BEGIN

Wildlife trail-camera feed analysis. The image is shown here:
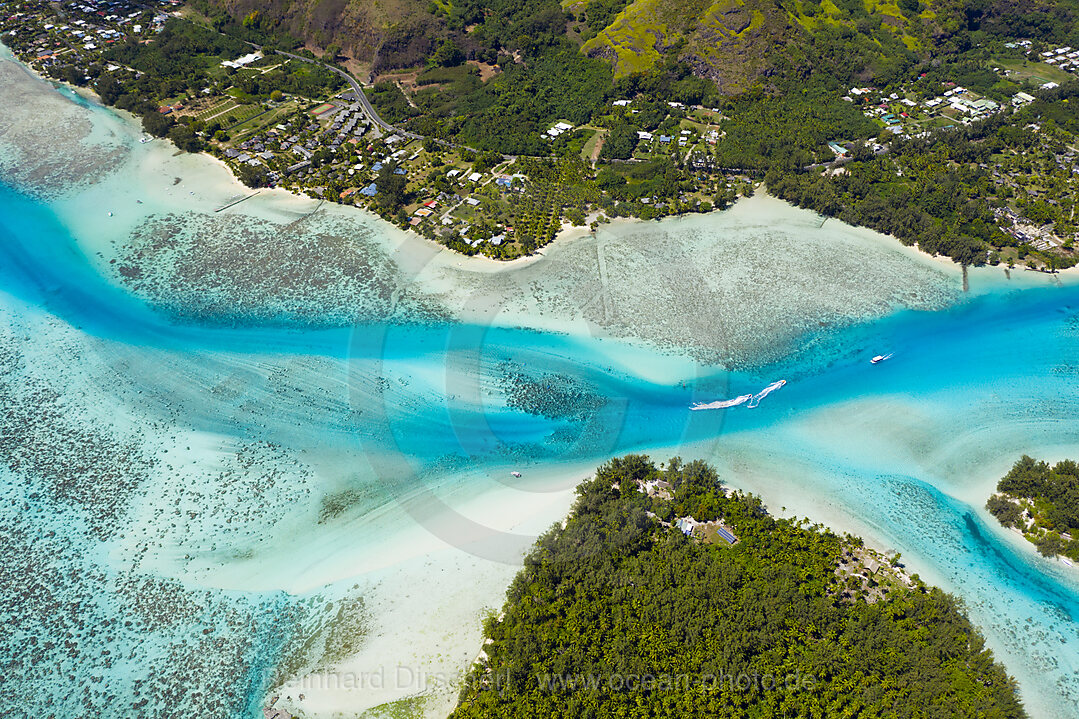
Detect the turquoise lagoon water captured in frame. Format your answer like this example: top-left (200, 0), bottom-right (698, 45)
top-left (6, 72), bottom-right (1079, 717)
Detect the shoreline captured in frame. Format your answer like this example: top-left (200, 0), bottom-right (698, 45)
top-left (8, 41), bottom-right (1079, 289)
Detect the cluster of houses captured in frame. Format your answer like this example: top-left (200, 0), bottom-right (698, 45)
top-left (993, 206), bottom-right (1064, 252)
top-left (4, 0), bottom-right (174, 69)
top-left (833, 82), bottom-right (1014, 137)
top-left (329, 103), bottom-right (368, 147)
top-left (1041, 46), bottom-right (1079, 72)
top-left (221, 50), bottom-right (262, 70)
top-left (637, 479), bottom-right (738, 544)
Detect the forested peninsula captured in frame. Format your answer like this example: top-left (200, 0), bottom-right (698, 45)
top-left (451, 456), bottom-right (1025, 719)
top-left (985, 455), bottom-right (1079, 561)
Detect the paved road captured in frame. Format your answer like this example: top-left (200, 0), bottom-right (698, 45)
top-left (274, 50), bottom-right (405, 139)
top-left (265, 45), bottom-right (496, 160)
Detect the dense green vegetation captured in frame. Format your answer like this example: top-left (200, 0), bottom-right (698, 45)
top-left (985, 455), bottom-right (1079, 561)
top-left (452, 456), bottom-right (1023, 719)
top-left (766, 83), bottom-right (1079, 264)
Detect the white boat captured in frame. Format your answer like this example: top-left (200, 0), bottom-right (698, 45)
top-left (746, 380), bottom-right (787, 409)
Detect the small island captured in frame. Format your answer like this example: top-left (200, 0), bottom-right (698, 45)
top-left (985, 455), bottom-right (1079, 564)
top-left (451, 456), bottom-right (1025, 719)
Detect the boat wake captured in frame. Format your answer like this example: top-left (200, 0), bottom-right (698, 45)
top-left (689, 380), bottom-right (787, 411)
top-left (689, 394), bottom-right (753, 411)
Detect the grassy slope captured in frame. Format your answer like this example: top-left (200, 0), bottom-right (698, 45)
top-left (577, 0), bottom-right (919, 92)
top-left (213, 0), bottom-right (433, 63)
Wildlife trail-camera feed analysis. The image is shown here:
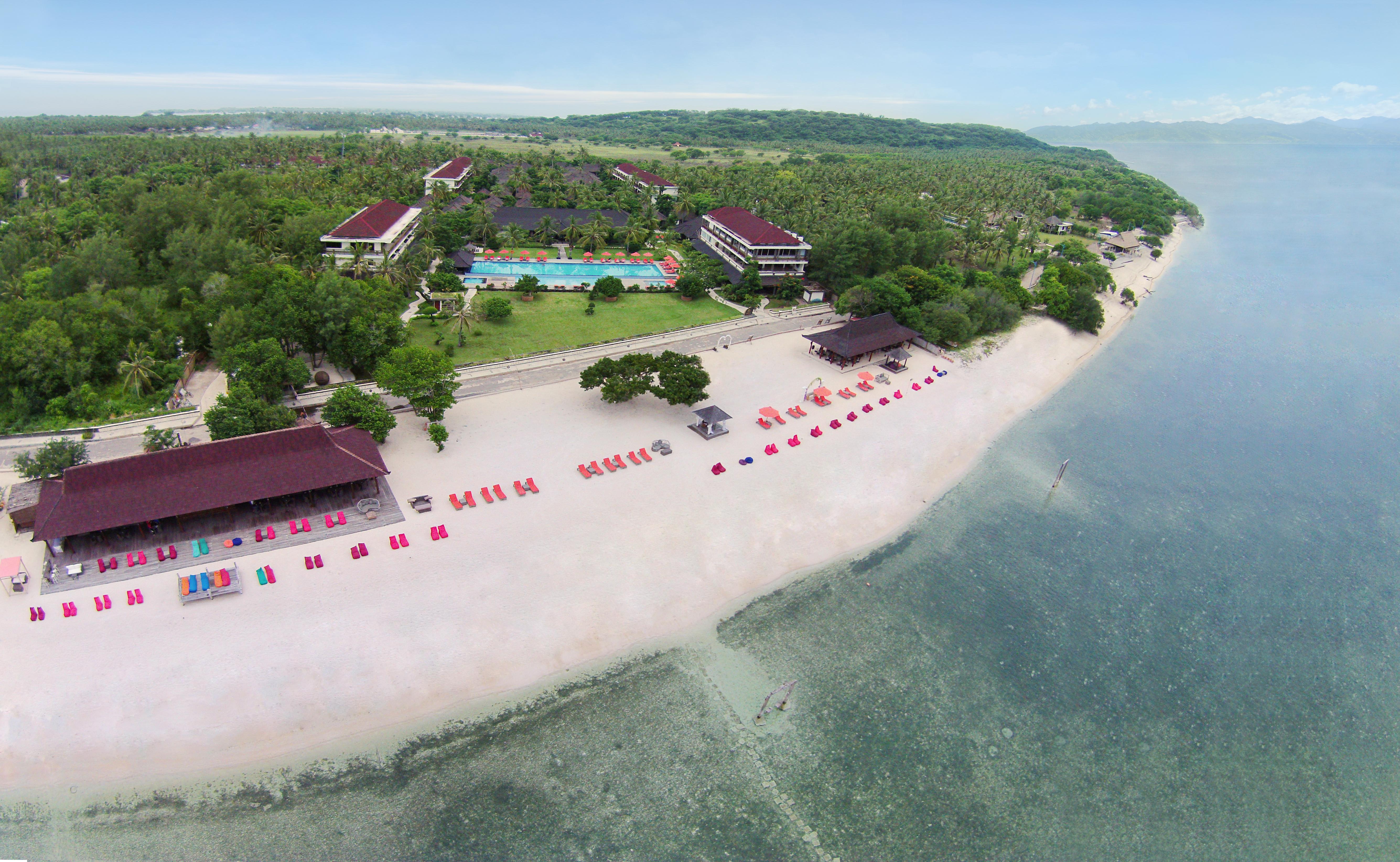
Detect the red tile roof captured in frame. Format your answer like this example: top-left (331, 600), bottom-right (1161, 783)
top-left (34, 424), bottom-right (389, 539)
top-left (430, 155), bottom-right (472, 179)
top-left (706, 207), bottom-right (802, 245)
top-left (617, 162), bottom-right (676, 189)
top-left (328, 200), bottom-right (409, 239)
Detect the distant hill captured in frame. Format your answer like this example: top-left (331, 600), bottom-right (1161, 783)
top-left (1026, 116), bottom-right (1400, 146)
top-left (0, 109), bottom-right (1049, 151)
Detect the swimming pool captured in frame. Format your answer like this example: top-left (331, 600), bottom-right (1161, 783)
top-left (472, 260), bottom-right (666, 285)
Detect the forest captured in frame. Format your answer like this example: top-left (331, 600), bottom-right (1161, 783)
top-left (0, 117), bottom-right (1194, 432)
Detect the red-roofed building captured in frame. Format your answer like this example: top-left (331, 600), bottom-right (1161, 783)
top-left (423, 155), bottom-right (472, 195)
top-left (613, 162), bottom-right (680, 195)
top-left (321, 200), bottom-right (423, 263)
top-left (699, 207), bottom-right (812, 284)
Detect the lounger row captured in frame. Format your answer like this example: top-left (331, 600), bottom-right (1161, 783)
top-left (578, 446), bottom-right (651, 478)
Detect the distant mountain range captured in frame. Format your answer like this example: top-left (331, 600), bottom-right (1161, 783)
top-left (1026, 116), bottom-right (1400, 146)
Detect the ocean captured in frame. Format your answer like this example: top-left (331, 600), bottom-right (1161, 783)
top-left (0, 144), bottom-right (1400, 862)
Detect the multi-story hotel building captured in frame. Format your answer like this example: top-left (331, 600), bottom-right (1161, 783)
top-left (321, 200), bottom-right (423, 263)
top-left (700, 207), bottom-right (812, 284)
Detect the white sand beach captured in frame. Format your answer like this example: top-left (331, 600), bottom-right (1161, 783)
top-left (0, 231), bottom-right (1184, 799)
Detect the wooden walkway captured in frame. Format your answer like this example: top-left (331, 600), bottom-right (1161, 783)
top-left (39, 477), bottom-right (403, 596)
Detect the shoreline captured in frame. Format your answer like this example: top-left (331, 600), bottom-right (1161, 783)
top-left (0, 225), bottom-right (1187, 807)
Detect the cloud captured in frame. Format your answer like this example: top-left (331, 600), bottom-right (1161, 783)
top-left (0, 66), bottom-right (773, 104)
top-left (1331, 81), bottom-right (1378, 95)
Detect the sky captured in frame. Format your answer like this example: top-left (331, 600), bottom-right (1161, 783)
top-left (0, 0), bottom-right (1400, 129)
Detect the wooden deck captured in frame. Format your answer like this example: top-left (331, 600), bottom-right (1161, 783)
top-left (31, 477), bottom-right (403, 596)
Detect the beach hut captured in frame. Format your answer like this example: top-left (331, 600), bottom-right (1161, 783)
top-left (687, 405), bottom-right (734, 439)
top-left (881, 347), bottom-right (909, 374)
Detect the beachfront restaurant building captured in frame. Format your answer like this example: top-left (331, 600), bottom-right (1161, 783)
top-left (32, 423), bottom-right (389, 574)
top-left (697, 207), bottom-right (812, 285)
top-left (613, 162), bottom-right (680, 197)
top-left (802, 312), bottom-right (918, 371)
top-left (423, 155), bottom-right (472, 195)
top-left (321, 200), bottom-right (423, 263)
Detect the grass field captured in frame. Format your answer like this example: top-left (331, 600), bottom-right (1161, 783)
top-left (409, 293), bottom-right (739, 365)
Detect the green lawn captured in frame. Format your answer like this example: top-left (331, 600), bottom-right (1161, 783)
top-left (409, 291), bottom-right (739, 365)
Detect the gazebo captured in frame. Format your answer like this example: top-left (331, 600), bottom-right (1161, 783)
top-left (687, 405), bottom-right (734, 439)
top-left (881, 347), bottom-right (909, 374)
top-left (802, 312), bottom-right (918, 368)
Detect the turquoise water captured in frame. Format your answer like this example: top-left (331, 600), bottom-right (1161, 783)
top-left (472, 260), bottom-right (666, 284)
top-left (0, 146), bottom-right (1400, 862)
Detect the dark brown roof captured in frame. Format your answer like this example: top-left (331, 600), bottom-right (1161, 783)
top-left (34, 424), bottom-right (389, 539)
top-left (428, 155), bottom-right (472, 179)
top-left (706, 207), bottom-right (802, 245)
top-left (802, 312), bottom-right (918, 358)
top-left (330, 200), bottom-right (409, 239)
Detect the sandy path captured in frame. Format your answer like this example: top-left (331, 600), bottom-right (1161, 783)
top-left (0, 234), bottom-right (1179, 802)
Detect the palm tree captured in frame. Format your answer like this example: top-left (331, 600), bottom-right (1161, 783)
top-left (116, 339), bottom-right (161, 396)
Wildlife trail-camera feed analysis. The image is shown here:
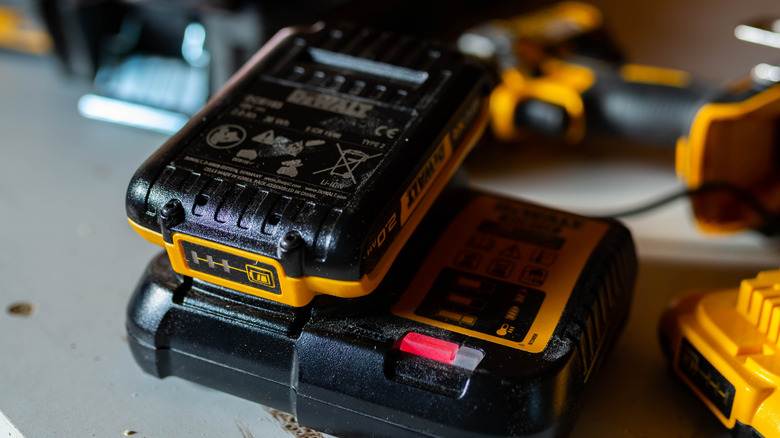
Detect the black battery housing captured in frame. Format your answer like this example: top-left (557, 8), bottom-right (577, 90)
top-left (127, 189), bottom-right (636, 437)
top-left (126, 24), bottom-right (490, 293)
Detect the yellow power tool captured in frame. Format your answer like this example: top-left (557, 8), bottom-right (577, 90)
top-left (458, 2), bottom-right (780, 233)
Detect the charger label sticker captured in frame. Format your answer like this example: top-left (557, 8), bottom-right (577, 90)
top-left (392, 195), bottom-right (609, 353)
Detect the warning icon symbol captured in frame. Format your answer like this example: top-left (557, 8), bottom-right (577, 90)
top-left (252, 129), bottom-right (274, 145)
top-left (498, 243), bottom-right (521, 260)
top-left (314, 143), bottom-right (382, 184)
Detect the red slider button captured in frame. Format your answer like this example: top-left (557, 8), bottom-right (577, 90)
top-left (400, 332), bottom-right (459, 364)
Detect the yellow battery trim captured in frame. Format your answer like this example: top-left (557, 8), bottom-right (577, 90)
top-left (661, 270), bottom-right (780, 438)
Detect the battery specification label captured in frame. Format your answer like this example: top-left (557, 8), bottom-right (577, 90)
top-left (173, 80), bottom-right (414, 208)
top-left (392, 195), bottom-right (608, 353)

END

→ **Objective**: Please convert the stretch of the records above, from the line containing "Detect the distant hill" through the line containing "top-left (472, 260), bottom-right (666, 285)", into a JSON list of strings, one string per line, skipping any blank lines.

→ **Answer for this exercise**:
[
  "Detect the distant hill captured in frame. Format your answer like this example: top-left (331, 600), bottom-right (1161, 783)",
  "top-left (1026, 116), bottom-right (1400, 146)",
  "top-left (0, 109), bottom-right (1049, 151)",
  "Detect the swimming pool captured in frame. Format your answer like this example: top-left (331, 600), bottom-right (1161, 783)",
  "top-left (472, 260), bottom-right (666, 285)"
]